[Rows from a pointing dataset]
>>>

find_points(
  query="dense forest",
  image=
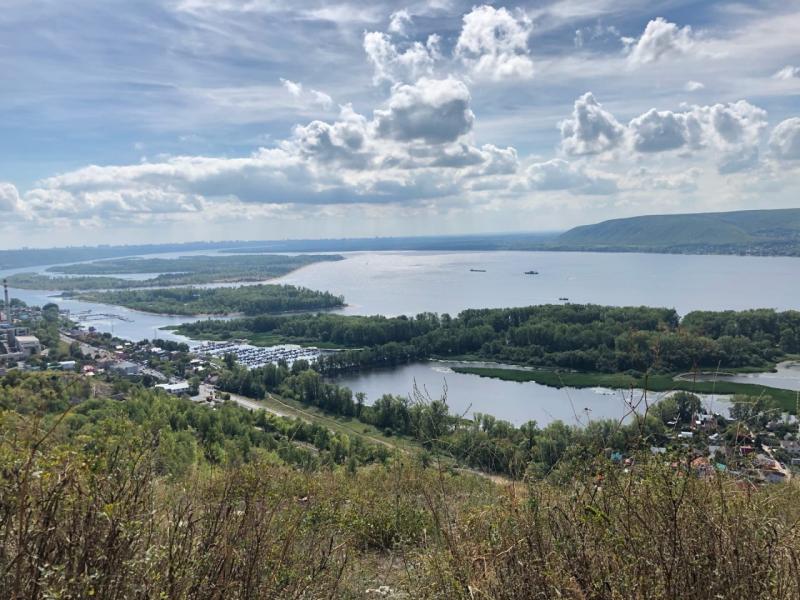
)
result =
(148, 496)
(248, 300)
(483, 442)
(184, 270)
(759, 232)
(581, 337)
(188, 433)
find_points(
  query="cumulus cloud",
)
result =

<<<

**TASK REQUIREMENTS**
Reproduce all of the material above word for word, leaving out the picture.

**REPLY TO THE EXERCISE**
find_points(
  query="dense forest",
  image=
)
result =
(148, 496)
(248, 300)
(483, 442)
(184, 270)
(759, 232)
(581, 337)
(188, 433)
find_points(
  query="cumulus cloud",
)
result =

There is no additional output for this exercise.